Exercise -> The entries are given below. Output each one unchanged.

Dataset extract ->
- - - - -
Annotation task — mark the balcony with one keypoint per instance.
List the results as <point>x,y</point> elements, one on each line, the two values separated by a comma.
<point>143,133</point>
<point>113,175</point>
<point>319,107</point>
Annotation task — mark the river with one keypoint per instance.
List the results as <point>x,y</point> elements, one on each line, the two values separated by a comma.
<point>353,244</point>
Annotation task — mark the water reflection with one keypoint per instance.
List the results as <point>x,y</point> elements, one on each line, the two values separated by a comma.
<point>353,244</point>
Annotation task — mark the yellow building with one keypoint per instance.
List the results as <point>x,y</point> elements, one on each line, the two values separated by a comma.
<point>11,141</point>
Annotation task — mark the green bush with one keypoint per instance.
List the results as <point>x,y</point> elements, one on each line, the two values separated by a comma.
- - - - -
Reply ->
Annotation task — mark the balcony with one keypoint per instance.
List the results as <point>x,y</point> elements, one on each line, the two values separated by a comma.
<point>143,133</point>
<point>113,175</point>
<point>319,107</point>
Annotation task — mark the river with one keypoint per instance.
List the results as <point>x,y</point> elements, one on each line, the two values separated by a comma.
<point>353,244</point>
Annotation task — mark the water reflection with one keypoint per instance.
List the results as <point>x,y</point> elements, one on each line, the two values separated by a comma.
<point>353,244</point>
Annotation task — mark the yellow building with one keypoint per instance.
List the results as <point>x,y</point> elements, one on each line, the two values separated by a comma.
<point>11,141</point>
Annotation task — mark the green bush with one keypoint per instance.
List the results as <point>x,y</point> elements, one on each line, the two values separated by a comma.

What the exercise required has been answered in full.